What to produce | In the comparison of compiler backends below, how many basic types does QBE define?
--- START OF Excerpt to read ---
LLVM is a fully fledge compiler backend, originally developed by Apple and used in the clang C/C++ compiler and the rust's compiler rustc.
QBE (Quick Backend) is a compiler backend that
aims to provide 70% of the performance of industrial optimizing compilers in 10% of the code
It's goal is very similar to USM's goal. It aims to be a hobby-scale, small backend. However, it still differs from USM:
- QBE is not type safe. It also lacks in it's custom type definition support.
- QBE is less flexible: it defines a very limited instruction set and only 4 basic types.
- QBE is not an assembler: it generates assembler textual code. It QBE slower, not self contained, and harder to port and use for cross compilation.
QBE's author, Quentin Carbonneaux, also maintains a list of Resources for Amateur Compiler Writers that seem to contain a good selection of practical articles and books.
MIR (Medium Internal Representation) is a lightweight IR backend, which mainly used to implement JITs.
It looks mature and decent in terms of generated code, and speed.
The Multi-Level Intermediate Representation (MLIR) Project is probably the most similar project to USM out there.
It is a compilation framework that defines a generic syntax, but does not define types or the instruction set ("dialects"), similar to USM. You can then define optimizations and transformations between dialects.
However, MLIR also has "non-goals" which do not align with USM:
We do not try to support low level machine code generation algorithms (like register allocation and instruction scheduling). They are a better fit for lower level optimizers (such as LLVM). Also, we do not intend MLIR to be a source language that end-users would themselves write kernels in (analogous to CUDA C++).
USM's goal it to do provide support for low level machine compilation, algorithms and optimizations. USM is also designed to resemble machine-specific assembly syntax, and end users (that are familiar with assembly programming) should be able to write USM code directly with no additional effort.
Footnotes
-
A unicode whitespace character is one that has the "WSpace=Y" property. For reference, see Go's unicode.IsSpace standard function. ↩
--- END OF Excerpt to read ---
--- START OF Data shown ---
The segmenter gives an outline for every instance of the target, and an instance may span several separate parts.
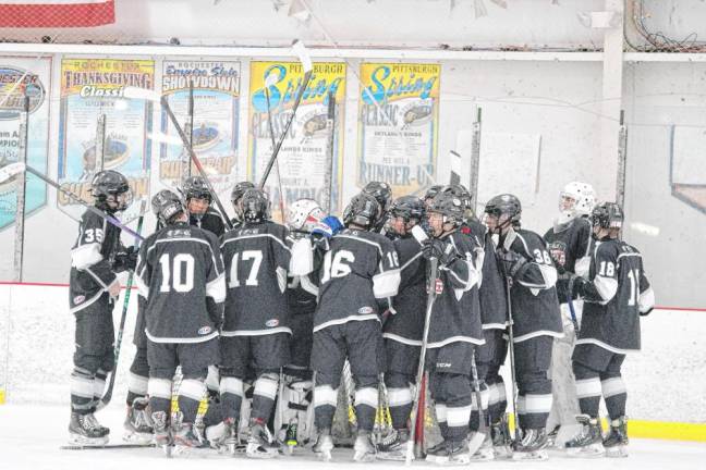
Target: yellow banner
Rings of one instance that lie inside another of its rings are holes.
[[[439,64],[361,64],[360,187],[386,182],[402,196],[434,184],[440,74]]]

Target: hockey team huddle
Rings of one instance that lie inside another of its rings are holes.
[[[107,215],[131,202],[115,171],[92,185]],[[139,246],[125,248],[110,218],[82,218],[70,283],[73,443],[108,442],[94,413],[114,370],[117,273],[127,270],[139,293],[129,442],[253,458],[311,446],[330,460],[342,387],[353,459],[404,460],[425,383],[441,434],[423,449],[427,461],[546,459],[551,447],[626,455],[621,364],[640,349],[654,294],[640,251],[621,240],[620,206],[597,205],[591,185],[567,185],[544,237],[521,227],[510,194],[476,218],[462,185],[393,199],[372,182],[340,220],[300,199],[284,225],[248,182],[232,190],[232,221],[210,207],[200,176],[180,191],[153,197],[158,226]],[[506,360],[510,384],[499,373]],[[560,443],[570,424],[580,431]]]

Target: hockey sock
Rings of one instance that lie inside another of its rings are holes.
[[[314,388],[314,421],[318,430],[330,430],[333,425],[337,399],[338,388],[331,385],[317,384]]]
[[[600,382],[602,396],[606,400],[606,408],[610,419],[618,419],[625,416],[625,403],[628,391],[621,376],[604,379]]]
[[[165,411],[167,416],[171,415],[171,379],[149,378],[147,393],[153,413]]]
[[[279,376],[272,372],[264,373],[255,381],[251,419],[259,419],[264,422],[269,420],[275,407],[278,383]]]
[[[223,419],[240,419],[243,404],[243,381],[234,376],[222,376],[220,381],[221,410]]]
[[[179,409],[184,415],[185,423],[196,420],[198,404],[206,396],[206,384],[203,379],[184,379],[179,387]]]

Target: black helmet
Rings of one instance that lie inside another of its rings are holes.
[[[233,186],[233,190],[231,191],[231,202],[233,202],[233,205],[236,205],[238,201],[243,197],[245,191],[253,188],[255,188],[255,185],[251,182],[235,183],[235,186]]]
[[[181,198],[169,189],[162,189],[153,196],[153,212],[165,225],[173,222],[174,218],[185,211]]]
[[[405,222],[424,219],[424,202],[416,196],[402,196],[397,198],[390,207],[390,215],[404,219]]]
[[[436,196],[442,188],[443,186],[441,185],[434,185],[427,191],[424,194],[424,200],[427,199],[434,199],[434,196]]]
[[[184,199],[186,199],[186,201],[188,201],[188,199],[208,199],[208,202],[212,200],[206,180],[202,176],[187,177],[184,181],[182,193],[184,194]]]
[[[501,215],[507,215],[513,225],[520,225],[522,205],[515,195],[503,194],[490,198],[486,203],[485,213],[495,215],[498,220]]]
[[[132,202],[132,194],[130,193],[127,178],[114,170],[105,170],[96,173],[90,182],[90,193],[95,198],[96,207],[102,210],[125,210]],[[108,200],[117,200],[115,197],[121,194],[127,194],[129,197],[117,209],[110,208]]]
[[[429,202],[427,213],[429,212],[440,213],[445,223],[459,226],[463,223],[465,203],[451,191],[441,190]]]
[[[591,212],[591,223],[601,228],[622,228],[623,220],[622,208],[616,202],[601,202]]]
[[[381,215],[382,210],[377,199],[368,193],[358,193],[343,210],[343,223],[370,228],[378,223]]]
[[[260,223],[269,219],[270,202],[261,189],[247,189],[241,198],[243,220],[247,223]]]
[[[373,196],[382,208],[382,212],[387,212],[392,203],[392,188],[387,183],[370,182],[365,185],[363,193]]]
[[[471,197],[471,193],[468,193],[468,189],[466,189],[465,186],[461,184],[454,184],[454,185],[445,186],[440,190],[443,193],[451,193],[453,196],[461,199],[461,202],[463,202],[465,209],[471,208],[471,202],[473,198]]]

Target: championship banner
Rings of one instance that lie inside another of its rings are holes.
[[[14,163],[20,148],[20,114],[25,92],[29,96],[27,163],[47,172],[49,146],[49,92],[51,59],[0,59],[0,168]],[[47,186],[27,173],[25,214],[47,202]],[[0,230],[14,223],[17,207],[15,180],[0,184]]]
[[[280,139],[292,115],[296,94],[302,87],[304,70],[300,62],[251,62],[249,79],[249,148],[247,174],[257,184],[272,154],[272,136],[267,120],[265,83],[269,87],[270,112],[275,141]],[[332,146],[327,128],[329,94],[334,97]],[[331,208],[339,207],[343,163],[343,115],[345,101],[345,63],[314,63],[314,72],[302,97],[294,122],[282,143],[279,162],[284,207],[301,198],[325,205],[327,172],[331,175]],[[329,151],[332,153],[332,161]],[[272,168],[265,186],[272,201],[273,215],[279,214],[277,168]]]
--- END OF Data shown ---
Final answer | Four.